§ Task to carry out:
Copy out the lines below, putting "navy cardigan" wherever "blue cardigan" appears and leaving everything else the same.

§ Items:

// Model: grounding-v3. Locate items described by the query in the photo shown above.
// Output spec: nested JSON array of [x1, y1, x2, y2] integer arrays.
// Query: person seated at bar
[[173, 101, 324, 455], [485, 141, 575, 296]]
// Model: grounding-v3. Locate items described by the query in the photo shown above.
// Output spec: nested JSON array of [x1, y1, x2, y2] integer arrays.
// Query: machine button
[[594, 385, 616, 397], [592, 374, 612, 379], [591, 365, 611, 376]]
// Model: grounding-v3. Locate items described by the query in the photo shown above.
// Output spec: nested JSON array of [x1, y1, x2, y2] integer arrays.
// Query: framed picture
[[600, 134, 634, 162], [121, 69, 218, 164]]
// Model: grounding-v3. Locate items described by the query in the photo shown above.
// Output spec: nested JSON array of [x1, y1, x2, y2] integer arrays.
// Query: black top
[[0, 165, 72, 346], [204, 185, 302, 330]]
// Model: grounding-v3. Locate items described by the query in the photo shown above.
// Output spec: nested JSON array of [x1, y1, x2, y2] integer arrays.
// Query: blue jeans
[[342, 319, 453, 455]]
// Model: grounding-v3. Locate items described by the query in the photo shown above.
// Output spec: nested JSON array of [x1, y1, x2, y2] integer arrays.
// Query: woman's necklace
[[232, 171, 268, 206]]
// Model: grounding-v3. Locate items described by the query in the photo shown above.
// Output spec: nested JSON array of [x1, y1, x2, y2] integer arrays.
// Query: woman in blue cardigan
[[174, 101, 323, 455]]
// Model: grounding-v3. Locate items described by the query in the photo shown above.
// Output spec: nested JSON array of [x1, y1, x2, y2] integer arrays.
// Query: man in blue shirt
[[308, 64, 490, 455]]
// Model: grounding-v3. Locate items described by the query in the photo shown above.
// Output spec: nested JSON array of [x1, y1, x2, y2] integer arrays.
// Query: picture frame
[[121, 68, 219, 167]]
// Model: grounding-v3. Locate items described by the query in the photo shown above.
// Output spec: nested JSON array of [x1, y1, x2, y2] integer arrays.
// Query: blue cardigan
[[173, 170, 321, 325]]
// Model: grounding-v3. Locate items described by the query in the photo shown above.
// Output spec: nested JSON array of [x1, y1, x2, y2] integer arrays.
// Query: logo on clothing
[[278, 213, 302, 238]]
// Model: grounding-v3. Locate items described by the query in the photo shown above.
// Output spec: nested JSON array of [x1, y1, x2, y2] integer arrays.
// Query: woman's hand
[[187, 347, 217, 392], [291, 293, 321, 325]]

§ Task result:
// Model: grounding-v3. Locate items described by the query in the photo shown above.
// Output spec: nested JSON array of [x1, y1, x2, y2] integer arrays.
// Query: person seated at bar
[[173, 101, 324, 455], [485, 141, 575, 296]]
// Model: grounding-v3. Locate items described by the query in the photo shown above.
// Output spec: nested JSON array of [x1, y1, x2, y2] integer arrays.
// Query: machine button
[[594, 385, 616, 397], [592, 374, 612, 379], [591, 365, 611, 376]]
// Model: grounding-v3. Locate items described by the query in the photo shown above.
// Output spec: nested JSON array of [x1, y1, x2, y2] integer arrays.
// Query: framed picture
[[600, 134, 634, 162], [121, 69, 218, 164]]
// Model: grounding-v3. Locate items described by the query in the photo shown above.
// Output spec: nested JSON array of [x1, y1, x2, y2] integer arrays.
// Query: black top
[[0, 165, 72, 346], [204, 185, 302, 330]]
// Model: grounding-v3. Locate items described by the query in the photo shown above.
// Output spec: nested JSON array of [x1, y1, x2, y2] integer arrays.
// Query: blue jeans
[[342, 319, 453, 455]]
// Model: grounding-v3. Locate items described by the query in the photo shown above.
// Output spec: nested JSON array of [x1, y1, x2, y2] integer arrays.
// Query: woman's necklace
[[232, 171, 268, 206]]
// Model: grounding-v3. Locate items described by the query in the photo shown above.
// Output spec: nested JSON array of [x1, y1, x2, y2] integer arrays.
// Query: woman in navy cardigan
[[174, 101, 323, 455]]
// Model: grounding-v3. Locate items described by the query in the photo shown above.
// Output spec: nested JSON array of [x1, y1, x2, y2] integer arrays.
// Query: man in blue shirt
[[308, 64, 490, 455]]
// Model: grounding-v3. Locate items described by the query in the photo shown above.
// Output spec: nested JSON array of [x1, y1, x2, y2] integer arrays.
// Query: picture frame
[[121, 68, 219, 167]]
// Model: grounding-v3. Locate items described by the query in the photo shown above.
// Output spec: nested JSON array of [x1, y1, x2, y2] integer arrays.
// Query: navy cardigan
[[173, 170, 321, 325]]
// Model: grounding-v3. Locate items described by the query in the photo shown above.
// Output spec: nested JSON array of [x1, y1, x2, y2] integer arrays.
// Query: logo on clothing
[[278, 213, 302, 238]]
// Model: grounding-v3. Locate items described by the query in the photo shown above.
// Output spec: nested JSON array of [x1, y1, x2, y2] integer arrays.
// Query: woman's hand
[[187, 347, 217, 392], [291, 293, 321, 325]]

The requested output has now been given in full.